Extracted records
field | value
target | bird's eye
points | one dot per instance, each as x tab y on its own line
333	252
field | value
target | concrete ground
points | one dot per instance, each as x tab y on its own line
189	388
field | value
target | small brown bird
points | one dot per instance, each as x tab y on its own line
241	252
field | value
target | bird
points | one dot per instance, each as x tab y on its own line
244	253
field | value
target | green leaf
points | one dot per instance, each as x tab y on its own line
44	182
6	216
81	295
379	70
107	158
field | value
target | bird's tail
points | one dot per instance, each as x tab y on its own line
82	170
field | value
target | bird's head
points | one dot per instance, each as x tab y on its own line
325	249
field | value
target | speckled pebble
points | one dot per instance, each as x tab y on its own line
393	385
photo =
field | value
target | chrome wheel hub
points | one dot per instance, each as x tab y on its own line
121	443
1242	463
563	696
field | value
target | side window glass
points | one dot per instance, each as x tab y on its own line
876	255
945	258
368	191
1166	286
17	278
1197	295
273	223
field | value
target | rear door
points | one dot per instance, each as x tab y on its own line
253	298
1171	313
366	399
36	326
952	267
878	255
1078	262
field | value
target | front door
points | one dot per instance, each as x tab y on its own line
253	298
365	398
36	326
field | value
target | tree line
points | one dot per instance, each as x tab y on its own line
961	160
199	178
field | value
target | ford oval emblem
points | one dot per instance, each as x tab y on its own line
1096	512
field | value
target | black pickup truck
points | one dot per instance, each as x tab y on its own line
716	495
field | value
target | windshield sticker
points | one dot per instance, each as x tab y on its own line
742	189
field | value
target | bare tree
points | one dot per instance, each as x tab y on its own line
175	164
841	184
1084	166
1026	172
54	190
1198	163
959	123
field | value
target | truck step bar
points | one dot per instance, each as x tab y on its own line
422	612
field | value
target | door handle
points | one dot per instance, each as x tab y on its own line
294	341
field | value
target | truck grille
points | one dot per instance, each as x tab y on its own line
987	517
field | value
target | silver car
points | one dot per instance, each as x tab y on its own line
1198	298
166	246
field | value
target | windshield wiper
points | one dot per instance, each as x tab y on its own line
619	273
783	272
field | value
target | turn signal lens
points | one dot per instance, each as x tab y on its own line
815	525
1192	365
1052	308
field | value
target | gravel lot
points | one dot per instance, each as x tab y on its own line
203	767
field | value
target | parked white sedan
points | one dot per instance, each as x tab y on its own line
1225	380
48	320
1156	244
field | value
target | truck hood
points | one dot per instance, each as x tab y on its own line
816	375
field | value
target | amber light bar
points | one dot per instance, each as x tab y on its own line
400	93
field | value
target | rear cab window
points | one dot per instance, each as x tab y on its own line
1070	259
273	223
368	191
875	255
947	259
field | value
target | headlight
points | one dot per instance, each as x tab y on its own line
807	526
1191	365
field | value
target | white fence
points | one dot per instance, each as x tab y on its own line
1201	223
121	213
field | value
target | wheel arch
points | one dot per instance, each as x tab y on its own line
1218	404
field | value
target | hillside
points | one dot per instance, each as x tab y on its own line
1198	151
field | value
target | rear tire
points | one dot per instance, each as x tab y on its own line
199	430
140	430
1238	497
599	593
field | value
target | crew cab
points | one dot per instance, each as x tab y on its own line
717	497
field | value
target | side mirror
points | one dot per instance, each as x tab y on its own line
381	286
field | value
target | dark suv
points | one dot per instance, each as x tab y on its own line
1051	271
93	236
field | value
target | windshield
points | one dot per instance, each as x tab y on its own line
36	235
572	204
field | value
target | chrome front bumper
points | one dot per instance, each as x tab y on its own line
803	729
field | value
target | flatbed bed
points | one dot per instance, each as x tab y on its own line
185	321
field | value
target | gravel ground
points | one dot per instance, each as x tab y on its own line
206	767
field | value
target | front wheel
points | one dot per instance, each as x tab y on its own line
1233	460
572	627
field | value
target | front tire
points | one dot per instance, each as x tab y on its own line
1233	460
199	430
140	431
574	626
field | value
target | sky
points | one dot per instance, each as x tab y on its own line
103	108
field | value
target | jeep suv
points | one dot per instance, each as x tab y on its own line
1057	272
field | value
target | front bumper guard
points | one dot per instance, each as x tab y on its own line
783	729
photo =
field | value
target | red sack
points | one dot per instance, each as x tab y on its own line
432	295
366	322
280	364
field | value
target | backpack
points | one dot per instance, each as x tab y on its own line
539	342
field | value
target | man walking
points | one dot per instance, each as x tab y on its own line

- [Task to complete]: Return all of the entries word for word.

- [Written reply]:
field | value
target | bird's eye
points | one dot per instance, each as x tab y on its own line
333	252
field | value
target | concrete ground
points | one dot per instance, each as x tab y on its own line
189	388
field | value
target | small brown bird
points | one dot per instance, each as x tab y on its own line
241	252
field | value
target | bird
points | one dot per instance, each as x tab y on its own line
244	253
field | value
target | green leaf
points | one dot per instance, each as x tab y on its own line
44	182
6	216
81	295
379	70
107	158
field | value
target | bird's tail
points | one dot per instance, each as x tab y on its own line
82	170
field | value
target | bird's head
points | one dot per instance, each as x tab y on its own line
325	249
field | value
target | speckled pebble
points | one dot per instance, each as x tab y on its own line
393	385
photo =
field | value
target | chrome wheel hub
points | one dot per instance, each as x tab y on its own line
121	443
1242	463
563	696
field | value
target | side window glass
points | one dot per instance, each as x tab y on its own line
876	255
945	258
368	191
1166	286
17	278
1197	295
273	223
field | value
target | rear door
points | one dot per instance, each as x tab y on its own line
253	298
1171	313
366	399
36	326
952	267
878	255
1078	262
field | value
target | front door
points | one dot per instance, each as x tab y on its own line
253	298
365	398
36	326
field | value
target | tree line
points | one dot per instance, each as x tab y on its own line
961	160
199	178
field | value
target | ford oval emblem
points | one dot per instance, each as x tab y on its own line
1096	512
field | value
target | black pickup truck
points | one dot per instance, each as x tab y on its own line
716	495
field | value
target | windshield sticker
points | one dot per instance, each as x tab y on its own line
742	189
field | value
target | bare tree
points | one dot per instance, each as x tab y on its own line
175	164
841	184
1084	166
1026	172
54	190
1198	163
959	123
field | value
target | truck step bar
points | one dot per instance, each as x tab y on its own line
422	612
field | value
target | door handle
points | one dot per instance, each as x tab y on its own line
294	341
field | value
target | truck grille
points | one dot per instance, each as x tab y on its own line
987	517
field | value
target | silver car
points | one dot per instance, each as x tab y on its own line
1198	298
166	246
field | value
target | windshield wiper
points | one dot per instance, each as x tab y on its own line
619	273
783	272
field | value
target | turn signal lens
points | one dot per instance, each as x tab y on its own line
815	525
1192	365
1052	308
field | value
target | gravel lot
points | one dot per instance, each as x tab y on its own line
203	767
field | value
target | parked white sedan
points | one dot per instance, each as x tab y on its own line
1225	380
48	320
1156	244
field | value
target | truck hood
points | one dot per instance, each as x tab y on its own line
816	375
field | value
target | amber light bar
points | one dot per instance, each as x tab y on its own line
400	93
field | value
target | rear cab window
points | one dot per instance, each as x tab y on its own line
1070	259
273	223
368	191
875	255
947	259
field | value
target | headlight
points | one dot per instance, each as x tab y on its own line
807	526
1191	365
field | value
target | white fence
points | one dot per instance, each as x tab y on its own line
1201	223
121	213
field | value
target | wheel arch
points | one dot per instance, each as x tab y on its own line
1218	404
field | value
target | hillside
points | one dot per instance, each as x tab y on its own line
1198	151
field | value
target | rear tire
points | one dot per instance, each as x tab y on its own line
199	430
140	430
1238	497
599	593
field | value
target | crew cab
points | one dot per instance, each as x tab y on its own line
717	497
field | value
target | side mirror
points | one dot per instance, each as x tab y on its own line
381	286
field | value
target | dark suv
points | one dot per instance, each as x tab y on its own line
1051	271
93	236
field | value
target | windshield
points | one dot per instance, each as x tab y on its own line
36	235
572	204
field | value
target | chrome front bumper
points | one dot per instance, each as x tab y on its own line
803	729
field | value
target | flatbed bed
points | one dot per instance, each as x tab y on its own line
185	321
field | value
target | gravel ground
points | one dot per instance, each as x tab y on its own line
206	767
field | value
target | front wheel
points | one dot per instance, each as x tab y on its own line
1233	460
572	627
field | value
target | front tire
points | one dot per instance, each as x tab y on its own line
1233	460
199	430
140	431
574	626
field | value
target | sky
points | one dot per instance, each as x tab y on its own line
103	108
field | value
target | jeep suv
points | one dot per instance, each as x tab y on its own line
1057	272
field | value
target | front bumper guard
points | one dot per instance, each as x tab y on its own line
783	729
photo =
field | value
target | red sack
points | one dot per instance, each as x tab y on its own line
432	295
366	322
280	364
field | value
target | backpack
points | one dot per instance, each as x tab y on its own line
539	342
field | value
target | man walking
points | one dot per instance, each as x tab y on its own line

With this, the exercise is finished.